- _PASSAGE PROVIDED_:
— Begin —

RSHP

300 New Jersey Avenue

Project Partners
Ivan Harbour

Project Partners
Ivan Harbour

Date
2004-2009

Client
The JBG Companies

Location
Washington D.C., USA

Environmental Certification
LEED
Gold

Cost
$71,000,000

Overview

300 New Jersey Avenue, located one block away from United States Capitol building, was commissioned in September 2004 by The JBG Companies, to create a new office complex for a leading international legal practice.

Before work on the new building started, the site was occupied by an office building dating from 1935, a 1953 addition and an above-ground car park. As part of the redevelopment of the site, the car park was demolished and replaced with an underground six-storey parking facility for approximately 450 vehicles. The two existing office buildings are linked by a 12,000 ft² glazed atrium and above this sits a new 10-storey (110-feet high) office building. The new development creates around 275,000 ft² gross, adding to the existing 205,000 ft² in the two older, 6-7 storey buildings. The international law firm Jones Day occupies both the historic buildings and five storeys of the new building.

— End —

- _INSTRUCTION 1_: Scale the rows, starting at the first row and ending at the line that contains "454, 196, 590]]", reproducing every line with its requests included, and multiply each bounding-box coordinate in the answers by 0.85, rounding to whole numbers with halves rounded up. Leave the pictures out of your output.
The project description and the rows that come next are unrelated.

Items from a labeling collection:
— Begin —

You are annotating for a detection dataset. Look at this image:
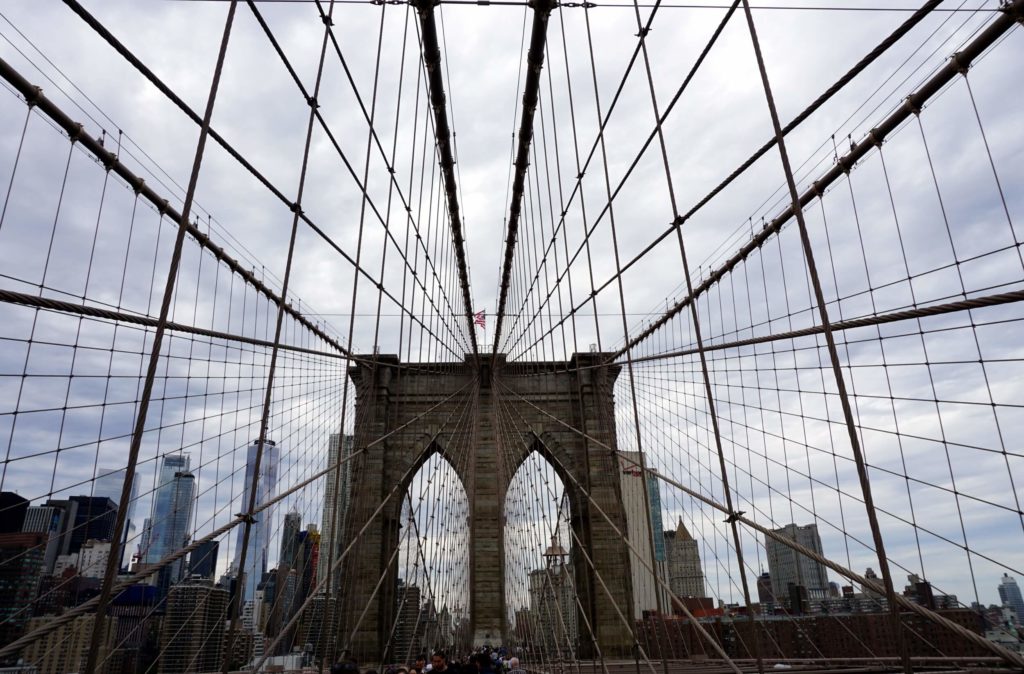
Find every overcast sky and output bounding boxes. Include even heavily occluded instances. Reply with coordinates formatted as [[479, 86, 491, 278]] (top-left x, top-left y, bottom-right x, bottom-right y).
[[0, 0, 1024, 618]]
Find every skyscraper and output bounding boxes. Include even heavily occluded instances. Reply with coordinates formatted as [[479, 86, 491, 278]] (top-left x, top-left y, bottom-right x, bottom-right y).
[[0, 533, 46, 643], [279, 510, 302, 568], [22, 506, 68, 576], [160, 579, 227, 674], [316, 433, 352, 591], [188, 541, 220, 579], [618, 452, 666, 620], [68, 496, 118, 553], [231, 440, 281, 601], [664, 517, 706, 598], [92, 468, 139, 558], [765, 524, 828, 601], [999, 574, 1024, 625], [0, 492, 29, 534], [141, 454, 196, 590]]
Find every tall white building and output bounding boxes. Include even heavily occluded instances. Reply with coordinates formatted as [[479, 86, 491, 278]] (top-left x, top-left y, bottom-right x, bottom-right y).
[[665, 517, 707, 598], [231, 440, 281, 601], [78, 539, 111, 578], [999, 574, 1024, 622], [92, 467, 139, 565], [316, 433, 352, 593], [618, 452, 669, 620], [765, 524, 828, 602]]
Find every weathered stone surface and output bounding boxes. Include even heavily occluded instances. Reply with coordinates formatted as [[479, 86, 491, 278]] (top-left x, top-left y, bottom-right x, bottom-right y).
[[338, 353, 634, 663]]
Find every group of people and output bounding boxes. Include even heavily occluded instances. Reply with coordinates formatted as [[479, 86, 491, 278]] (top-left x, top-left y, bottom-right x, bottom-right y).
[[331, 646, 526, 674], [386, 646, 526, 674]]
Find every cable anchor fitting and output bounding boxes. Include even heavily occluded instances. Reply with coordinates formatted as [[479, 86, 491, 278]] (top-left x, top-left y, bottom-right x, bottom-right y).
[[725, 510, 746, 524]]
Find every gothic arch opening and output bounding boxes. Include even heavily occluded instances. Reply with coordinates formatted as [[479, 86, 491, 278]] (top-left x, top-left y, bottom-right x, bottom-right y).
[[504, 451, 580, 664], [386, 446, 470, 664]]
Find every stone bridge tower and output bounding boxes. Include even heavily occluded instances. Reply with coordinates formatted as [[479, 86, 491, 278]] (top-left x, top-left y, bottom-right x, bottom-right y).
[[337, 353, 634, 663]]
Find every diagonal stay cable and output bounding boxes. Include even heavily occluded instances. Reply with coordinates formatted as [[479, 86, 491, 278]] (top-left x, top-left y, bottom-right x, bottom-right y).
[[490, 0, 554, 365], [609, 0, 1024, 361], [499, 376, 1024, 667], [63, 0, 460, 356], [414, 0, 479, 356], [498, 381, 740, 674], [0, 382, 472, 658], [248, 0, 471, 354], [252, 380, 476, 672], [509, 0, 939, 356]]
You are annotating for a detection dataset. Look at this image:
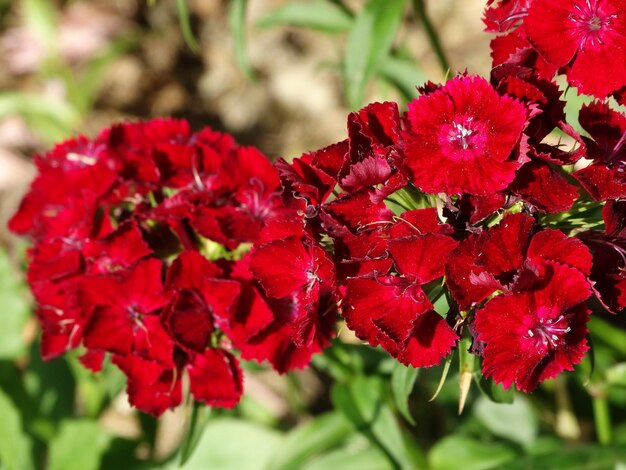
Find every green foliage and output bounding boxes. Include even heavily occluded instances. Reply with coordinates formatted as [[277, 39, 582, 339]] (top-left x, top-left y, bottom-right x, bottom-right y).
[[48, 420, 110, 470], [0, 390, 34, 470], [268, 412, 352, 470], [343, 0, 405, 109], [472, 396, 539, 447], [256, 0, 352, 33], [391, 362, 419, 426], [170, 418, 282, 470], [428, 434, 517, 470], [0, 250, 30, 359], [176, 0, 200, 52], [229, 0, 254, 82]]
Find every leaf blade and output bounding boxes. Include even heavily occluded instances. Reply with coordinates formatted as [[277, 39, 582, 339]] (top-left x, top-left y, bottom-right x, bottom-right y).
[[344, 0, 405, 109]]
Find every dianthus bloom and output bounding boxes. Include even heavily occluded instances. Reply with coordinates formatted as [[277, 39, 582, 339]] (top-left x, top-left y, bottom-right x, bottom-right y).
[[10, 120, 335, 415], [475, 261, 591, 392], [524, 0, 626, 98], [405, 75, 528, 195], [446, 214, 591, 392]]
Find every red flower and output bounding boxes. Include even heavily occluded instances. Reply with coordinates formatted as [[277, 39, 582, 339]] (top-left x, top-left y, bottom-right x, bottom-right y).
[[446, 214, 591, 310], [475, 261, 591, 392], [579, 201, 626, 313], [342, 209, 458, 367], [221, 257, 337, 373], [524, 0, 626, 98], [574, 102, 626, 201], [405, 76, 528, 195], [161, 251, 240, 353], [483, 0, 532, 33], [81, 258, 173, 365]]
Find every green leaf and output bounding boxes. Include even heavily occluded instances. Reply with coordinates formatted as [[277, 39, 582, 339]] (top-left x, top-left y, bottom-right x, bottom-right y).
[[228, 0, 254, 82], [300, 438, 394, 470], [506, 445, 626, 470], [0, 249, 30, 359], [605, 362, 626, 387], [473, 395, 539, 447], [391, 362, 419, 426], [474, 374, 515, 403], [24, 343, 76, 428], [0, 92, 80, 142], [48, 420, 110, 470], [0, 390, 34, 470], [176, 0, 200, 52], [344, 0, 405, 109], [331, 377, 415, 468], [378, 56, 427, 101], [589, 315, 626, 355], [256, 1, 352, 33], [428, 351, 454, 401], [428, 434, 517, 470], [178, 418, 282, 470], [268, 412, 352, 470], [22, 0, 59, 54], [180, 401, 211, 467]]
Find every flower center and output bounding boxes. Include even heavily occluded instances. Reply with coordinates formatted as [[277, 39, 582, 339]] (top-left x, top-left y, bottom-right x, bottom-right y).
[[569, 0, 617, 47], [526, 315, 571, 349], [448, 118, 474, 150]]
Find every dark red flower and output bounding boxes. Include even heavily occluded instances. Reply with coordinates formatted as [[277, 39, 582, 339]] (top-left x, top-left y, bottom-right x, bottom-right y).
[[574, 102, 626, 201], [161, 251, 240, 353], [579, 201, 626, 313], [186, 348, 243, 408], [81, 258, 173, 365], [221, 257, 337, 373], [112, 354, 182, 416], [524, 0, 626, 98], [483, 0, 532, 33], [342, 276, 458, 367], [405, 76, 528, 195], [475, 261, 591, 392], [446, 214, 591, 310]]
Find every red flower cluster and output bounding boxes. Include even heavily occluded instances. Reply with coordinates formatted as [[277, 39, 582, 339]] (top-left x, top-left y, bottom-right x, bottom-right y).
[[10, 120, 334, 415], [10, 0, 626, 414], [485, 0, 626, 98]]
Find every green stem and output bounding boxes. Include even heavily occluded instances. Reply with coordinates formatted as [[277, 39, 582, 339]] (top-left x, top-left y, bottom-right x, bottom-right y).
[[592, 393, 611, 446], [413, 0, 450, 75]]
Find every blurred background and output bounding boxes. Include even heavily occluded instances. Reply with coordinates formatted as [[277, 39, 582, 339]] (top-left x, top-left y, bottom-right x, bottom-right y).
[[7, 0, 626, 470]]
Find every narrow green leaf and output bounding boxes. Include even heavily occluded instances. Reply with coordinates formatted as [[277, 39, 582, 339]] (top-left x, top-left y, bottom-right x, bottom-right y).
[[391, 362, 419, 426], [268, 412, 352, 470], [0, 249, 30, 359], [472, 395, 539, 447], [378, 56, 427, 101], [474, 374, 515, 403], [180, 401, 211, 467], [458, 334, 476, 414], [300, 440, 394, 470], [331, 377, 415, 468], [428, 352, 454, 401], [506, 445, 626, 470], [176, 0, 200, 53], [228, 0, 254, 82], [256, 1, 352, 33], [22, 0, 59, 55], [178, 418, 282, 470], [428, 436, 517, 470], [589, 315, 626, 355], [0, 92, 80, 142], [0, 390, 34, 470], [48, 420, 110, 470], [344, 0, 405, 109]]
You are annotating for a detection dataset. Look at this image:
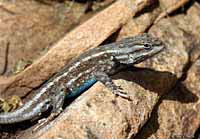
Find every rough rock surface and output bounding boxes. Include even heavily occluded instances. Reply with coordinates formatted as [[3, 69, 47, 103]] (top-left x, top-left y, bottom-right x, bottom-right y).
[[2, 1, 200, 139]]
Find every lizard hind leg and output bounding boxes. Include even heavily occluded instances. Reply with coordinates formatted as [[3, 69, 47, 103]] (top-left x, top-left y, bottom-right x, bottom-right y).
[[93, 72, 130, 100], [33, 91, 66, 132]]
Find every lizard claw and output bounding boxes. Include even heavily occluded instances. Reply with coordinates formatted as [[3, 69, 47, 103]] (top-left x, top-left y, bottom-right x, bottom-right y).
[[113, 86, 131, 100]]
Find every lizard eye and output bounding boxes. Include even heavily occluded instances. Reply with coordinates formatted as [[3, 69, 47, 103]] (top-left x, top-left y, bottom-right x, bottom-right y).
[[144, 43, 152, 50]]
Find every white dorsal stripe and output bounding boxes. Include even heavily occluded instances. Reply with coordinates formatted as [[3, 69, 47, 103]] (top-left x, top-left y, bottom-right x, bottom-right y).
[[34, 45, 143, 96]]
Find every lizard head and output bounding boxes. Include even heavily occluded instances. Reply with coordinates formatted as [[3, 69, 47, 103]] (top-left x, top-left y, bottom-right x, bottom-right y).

— End —

- _INSTRUCTION 2_: Rewrite the project description starting at "300 New Jersey Avenue, located" and ending at "international legal practice.", changing "office complex" to "office development".

- _TASK SOLUTION 1_:
You are annotating for a detection dataset. Look at this image:
Find every overcast sky and output bounding boxes. Include even heavily occluded instances. Reply with coordinates formatted as [[479, 86, 491, 278]] (top-left x, top-left y, bottom-right x, bottom-right y).
[[0, 0, 870, 525]]
Find every skyscraper and output bounding boxes. Include even heavily occluded instances. Reply with coordinates formatted as [[479, 86, 491, 278]] (top-left x, top-left y, bottom-right x, bottom-right y).
[[0, 453, 39, 547], [237, 434, 257, 483], [19, 430, 58, 490], [136, 492, 193, 573], [269, 368, 299, 502], [160, 460, 187, 492], [525, 384, 566, 527], [58, 422, 100, 470], [196, 374, 239, 511], [564, 439, 600, 508], [78, 398, 118, 474], [650, 445, 704, 511], [849, 488, 870, 531], [0, 418, 25, 454], [120, 386, 167, 502]]

- _TASK SOLUTION 2_:
300 New Jersey Avenue, located one block away from United States Capitol building, was commissioned in September 2004 by The JBG Companies, to create a new office development for a leading international legal practice.